Nisha Rastogi
2020-04

It's about time

"Dream, Dream, Dream… Dreams transform into thoughts and thoughts result in action." I wonder if Dr. Kalam mentioned the assumptions he took when he wrote this quote. And hundreds of other quotes that are not playing the supporting role this pandemic season.

I am wondering there are many more like me — and we are all worried about our future, which seems to have adopted the darkest wallpaper. There's no see-through, there is no assurance, and worst is that this darkness is the reality. We might wanna live in denial and stay completely optimistic about the situation, but I guess it's difficult.

I belong to the crowd that graduated in 2019 and, like most of them, I chose to work for a year. I made choices that were against several odds and I have always been proud of that. This quarantine season, I am blessed to live with the eldest crowd of my family and I am having this opportunity after a very long time. I am assuming most of us don't like living at home. We are so used to having the freedom of making our own choices that even when my mom asks me to eat breakfast at 11 AM, it feels like a restriction.

Every supper at the dining table sounds like a 'life season' and by the time corona ends I will have a volume ready quoted 'Lessons of life 2020'. My generation, we don't like being taught. Do we?

I remember how my mom made me sit on the kitchen slab while she rolled chapatis for the family. She used to recite the poems from my nursery book and I used to repeat after her. I believed in everything she told me. I saw the world through her eyes. But now I guess 15 years down the lane, we argue on everything. We haven't and never can learn to agree to disagree. She would tell me to play safe and I somehow end up holding the hot vessel with my naked hands. She would teach me to follow the trend and I would always revolt by saying, 'I am reluctant to be a part of the herd mentality'.

The year 2020 started with a lot of opportunities. It felt like God chose me to complete my bucket list and would shower all his blessings on me. It was only when we completed a quarter of this year I realized how wrong my assumptions were. With once having a dream of making a formula race car, I was now very close to having an opportunity to become a User-Experience Designer. I was gonna pursue my dreams after a very long wait. And when COVID-19 was declared a pandemic, I definitely lost it.

WORK TO COMPLETE:
For each statement below, say yes or no to whether it agrees with the essay "It's about time" above, and quote the essay's words that decide it. (a) The writer graduated in 2019 and chose to work for a year. (b) The writer and the writer's mother have learned to agree to disagree. (c) The year 2020 began with few opportunities for the writer.

DATA EXTRACT:

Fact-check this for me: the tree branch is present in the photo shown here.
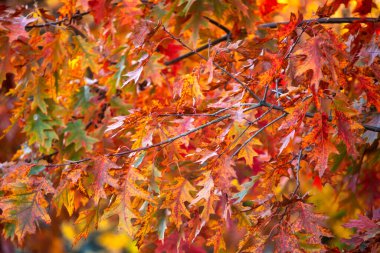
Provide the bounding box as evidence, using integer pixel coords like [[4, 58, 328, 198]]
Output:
[[232, 113, 288, 157], [25, 11, 91, 29], [258, 17, 380, 28], [163, 26, 261, 101]]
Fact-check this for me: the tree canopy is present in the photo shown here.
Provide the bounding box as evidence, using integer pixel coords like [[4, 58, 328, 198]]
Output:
[[0, 0, 380, 253]]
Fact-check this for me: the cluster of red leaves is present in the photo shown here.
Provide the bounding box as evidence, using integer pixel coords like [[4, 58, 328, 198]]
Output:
[[0, 0, 380, 252]]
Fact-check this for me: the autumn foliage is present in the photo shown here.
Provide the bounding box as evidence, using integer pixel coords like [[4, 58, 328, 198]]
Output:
[[0, 0, 380, 253]]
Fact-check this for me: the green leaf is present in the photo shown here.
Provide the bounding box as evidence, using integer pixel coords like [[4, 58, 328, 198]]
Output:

RESULT OF THIS EXERCISE:
(a) Yes: "I belong to the crowd that graduated in 2019 and, like most of them, I chose to work for a year."
(b) No: "We haven't and never can learn to agree to disagree."
(c) No: "The year 2020 started with a lot of opportunities."